SAY "FAMILY VALUES" AROUND SOME PEOPLE, AND THEY'LL DIRECT YOU TO THE LOCAL DOLLAR GENERAL STORE

Airy "the Mouth of Sauron" Fleischer has announced his resignation. Reportedly he wants to go "spend time with his family." Ugh.

Leave aside, for a moment, the frightening thought of what sort of children he and his (no doubt charming) wife might raise. Let's think about his time-spending.

Have you ever noticed how frequently people in politics and people from the higher rungs of the corporate ladder use that excuse? I have. It is used pretty damned frequently. I say "fuck them". Why? Well I'll tell you.

The very notion that they could just kick off their jackboots and snuggle 'round the hearth with the brood is a testament to the obscene wealth these people possess.

Do drive-thru clerks at McDonald's rejoice at the opportunity to spend time with THEIR families? I'm sure they do. They don't quit to do it, of course. If they have a family with which to spend time (other than their parents, with whom some of them may still live), they would probably get to spend time with them down at the local food pantry or shelter (actually, they may have to do that anyway).

It puts me in mind of my time as a lad. When I was a lad I spent a bit of time with MY family at the little neighborhood cafe my parents owned (don't get jealous: it was small, mom was there all the fucking time, and dad was there whenever he wasn't doing his OTHER full-time job, which was fighting fires). The period of their ownership coincided nicely with the all-but-closing of the local Pullman Standard factory (the factory made railroad cars and related stuff). Lots of local folks worked there (it was HUGE) or at US Pipe (also downsized) or at Bristol Steel (closed) or at US Steel (dramatically downsized).

** aside: FUCK YOU RONALD REAGAN (also sprach the coolest kidpunk band ever: Old Skull) **

Back. So the dudes (mostly) who were laid off spent a fair amount of their workdays at the cafe. They drank a good bit of coffee (free for the laid-off dudes, cuz my daddy was a union man). They spent time with their children, too, when school was out. This time was spent at the cafe.

There wasn't much happiness floating around the cafe in those days.

Sunday, May 18, 2003

Of all the two-bit international targets in all the world, they had to blow up those!

Gallows humor, don't ya know.

Let's recap the successes of the Bush foreign policy since late 2001:

Afghanistan is, in many ways, NOT better off than it was.
Iraq is, so far, cruising down a similar path.
The US has two meaningful allies left in the world (UK and Israel).
Al-Quaeda seems to be really strong.

Sheesh.

I hear "Coming Back to Life" by Pink Floyd and "Desert Rose" by Sting and that dude.

Friday, May 16, 2003

Today was "Teachers' Day" (at least here in Mex). I was unaware of such a holiday. I got a memo, but promptly filed it in my "I don't care" box. I did get some specially-printed cards which the students are encouraged to dole out to their favorite teacher.

How many cards did YOU get, Greggie Brown?

I got 6.

How many students do YOU have, Greggie Brown?

I have around 150 students.

- [Collected data]
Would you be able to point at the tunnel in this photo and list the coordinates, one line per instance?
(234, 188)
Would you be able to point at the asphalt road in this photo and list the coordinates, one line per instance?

- [Task set]
1) Translate this sentence from the blog excerpt into Spanish: "There wasn't much happiness floating around the cafe in those days."
2) In the blog excerpt, what did the Pullman Standard factory make?
3) Reproduce the part of the blog excerpt starting with "Back. So the" and going on through "don't ya know.".
The data shown here was taken from a separate source.

- [The responses]
1) No había mucha felicidad flotando por el café en aquellos días.

2) It made railroad cars and related stuff.

3)
Back. So the dudes (mostly) who were laid off spent a fair amount of their workdays at the cafe. They drank a good bit of coffee (free for the laid-off dudes, cuz my daddy was a union man). They spent time with their children, too, when school was out. This time was spent at the cafe.

There wasn't much happiness floating around the cafe in those days.

Sunday, May 18, 2003

Of all the two-bit international targets in all the world, they had to blow up those!

Gallows humor, don't ya know.